FY2013 Budget Development
(For budget information prior to FY2013, visit our budget archives.)
The fiscal environment
The most challenging economic conditions in more than a generation have magnified already intense financial pressures on our budget. The federal stimulus has ended, and Congress has not reauthorized $10 million in education jobs funding that supported more than a hundred positions in FY12. In addition, reductions in federal Title I funding and a drop in projected state appropriations will combine to create a $21 million negative fiscal impact in FY13.
Even before the recession began in 2008, we knew we would have to confront at least four major trend lines that were drawing resources away from our classrooms:
- Health care: The city’s efforts last year to renegotiate health insurance structures will result in a small savings of approximately $47,000 in FY13 compared to FY12. Given the fact that benefits consume approximately 15 percent of our budget, this is a significant accomplishment. It is worth noting that the rise in health insurance costs will resume in FY14 by an estimated $7.7 million.
- Salary increases: Salaries represent 65 percent of our budget and are increasing. Approximately 9 in 10 BPS employees are represented by a bargaining unit. Adjustments are difficult even during economic emergencies. The step-and-lane system, previously negotiated cost of living adjustments and longevity pay mean that most of our employees receive at least two types of salary increases every year, regardless of the economy. These increases come with no consideration of student performance or budget challenges. In FY13, we project an $11 million increase in employee step increases.
- Transportation: A majority of our students rely on bus transportation to get to school every day. BPS also provides – and pays for – bus transportation for charter school, private school and parochial students who are not enrolled in the Boston Public Schools. State law requires BPS to drive charter school students to their schools even if they are outside their home zone, which is a much higher level of service than is provided to most students in BPS. Transportation costs are expected to rise by $2.6 million in FY13 and $20.3 million in FY14 as the number of charter school students in Boston increases.

◆ Items
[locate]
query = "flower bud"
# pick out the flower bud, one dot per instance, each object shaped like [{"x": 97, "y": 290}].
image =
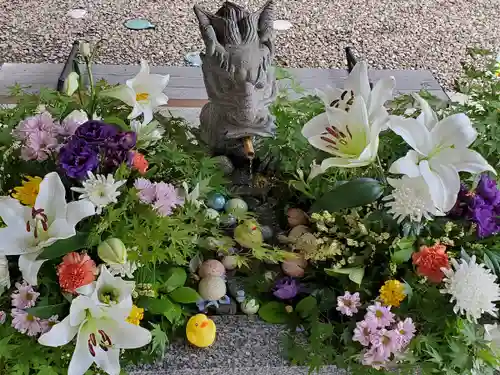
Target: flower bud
[
  {"x": 249, "y": 306},
  {"x": 85, "y": 49},
  {"x": 71, "y": 83},
  {"x": 112, "y": 251}
]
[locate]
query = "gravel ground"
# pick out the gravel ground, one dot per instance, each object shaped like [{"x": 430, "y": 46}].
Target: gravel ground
[{"x": 403, "y": 34}]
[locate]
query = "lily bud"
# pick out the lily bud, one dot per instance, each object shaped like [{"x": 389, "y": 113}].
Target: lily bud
[
  {"x": 112, "y": 251},
  {"x": 71, "y": 83},
  {"x": 85, "y": 49}
]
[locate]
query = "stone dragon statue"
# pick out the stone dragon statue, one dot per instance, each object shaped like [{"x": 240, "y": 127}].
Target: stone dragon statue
[{"x": 238, "y": 76}]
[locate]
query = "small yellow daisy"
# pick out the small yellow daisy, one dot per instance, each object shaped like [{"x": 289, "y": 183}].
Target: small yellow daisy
[
  {"x": 392, "y": 293},
  {"x": 28, "y": 191},
  {"x": 136, "y": 315}
]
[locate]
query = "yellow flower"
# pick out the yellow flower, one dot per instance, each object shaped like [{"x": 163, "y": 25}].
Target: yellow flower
[
  {"x": 136, "y": 315},
  {"x": 28, "y": 191},
  {"x": 392, "y": 293}
]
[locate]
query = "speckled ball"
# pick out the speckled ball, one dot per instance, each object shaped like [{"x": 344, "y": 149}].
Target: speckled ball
[
  {"x": 211, "y": 267},
  {"x": 212, "y": 288},
  {"x": 216, "y": 201},
  {"x": 236, "y": 205}
]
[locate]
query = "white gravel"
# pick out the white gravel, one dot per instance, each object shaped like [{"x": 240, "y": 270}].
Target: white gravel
[{"x": 403, "y": 34}]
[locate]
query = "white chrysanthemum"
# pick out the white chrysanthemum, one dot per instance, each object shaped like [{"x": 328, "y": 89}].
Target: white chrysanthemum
[
  {"x": 473, "y": 287},
  {"x": 99, "y": 190},
  {"x": 410, "y": 198}
]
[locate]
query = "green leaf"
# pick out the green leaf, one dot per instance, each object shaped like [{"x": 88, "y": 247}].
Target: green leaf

◆ Goal 1
Reproduce the stretch of the FY2013 budget text from "- Transportation: A" through "in Boston increases.", word for word.
◆ Goal 2
Pick up the FY2013 budget text where it ends and keep writing it.

◆ Expected answer 1
- Transportation: A majority of our students rely on bus transportation to get to school every day. BPS also provides – and pays for – bus transportation for charter school, private school and parochial students who are not enrolled in the Boston Public Schools. State law requires BPS to drive charter school students to their schools even if they are outside their home zone, which is a much higher level of service than is provided to most students in BPS. Transportation costs are expected to rise by $2.6 million in FY13 and $20.3 million in FY14 as the number of charter school students in Boston increases.

◆ Expected answer 2
- Charter schools: The enrollment cap is gradually increasing and more students are expected to move into public charter schools, which means additional costs for BPS (such as transportation) even as money is diverted from our system. This requires BPS to become more competitive even as our relative resources decline.
Despite these challenging times, BPS has increased the graduation rate to the highest level it has ever been. Our drop-out rate is the lowest it has been in more than 20 years, and our students are outperforming their urban peers in nearly every measure. The achievement gap is narrowing, and we are leveraging additional resources and new authority to turn around underperforming schools. We are leading the national conversation about Common Core standards and our influence helped secure tens of millions of dollars in federal Race to the Top funds for Massachusetts.
We must protect this progress and continue the improvements outlined in the Acceleration Agenda. This year, we face new challenges and opportunities as the financial landscape shifts again.
Source documents
- FY13 preliminary budget summary
- FY13 preliminary budget presentation
- FY13 preliminary account code budget (.xls)
- FY13 preliminary program code budget (.xls)
- FY13 preliminary budget by source of funds (.xls)
- FY13 preliminary individual school budgets, under weighted student funding model (.pdf scan, large file)
- FY13 preliminary WSF school budgets (.xls)
- FY13 preliminary WSF budget variances (.xls)
- FY13 preliminary WSF by pupil averages (.xls)
- FY13 preliminary summary of soft landings (.xls)
At the direction of the School Committee and the Superintendent, BPS launched “Redesign and Reinvest” in 2010. This ongoing effort will protect our academic progress by permanently closing the budget and capacity gaps that direct dollars to buildings and rising costs, rather than to students, high-quality teachers and classrooms. Redesign and Reinvest addresses key challenges.
The School Committee vote in December 2010 to close and merge some schools created flexibility to fill empty seats while eliminating administrative overhead and positions. In 2011, our Facilities Plan expanded access to high-performing schools and directed funds for renovations and relocations so these successful programs could accept more students in the 2012-2013 school year and beyond.
FY13 will be the second year of our weighted student funding formula, which we developed with a two-year time frame in mind. This year, as last year, we are supporting schools in the transition to the new system to mitigate some of the budget impacts that would have occurred had the change been implemented in a single year.
The other important reforms in our ongoing reform process are underway but will take time. Our collective bargaining team has met with the leaders of our teachers union more than thirty times to discuss contract reforms. In his State of the City address last month, Mayor Thomas M. Menino called on the community to develop a new school choice plan this year that will help students attend schools closer to where they live. As you will see in this budget, we are also continuing to streamline central services with an eye toward efficiency and stronger service delivery for families and schools. These critical changes will improve outcomes for students and create more high-quality options while putting BPS on a path to financial predictability and stability.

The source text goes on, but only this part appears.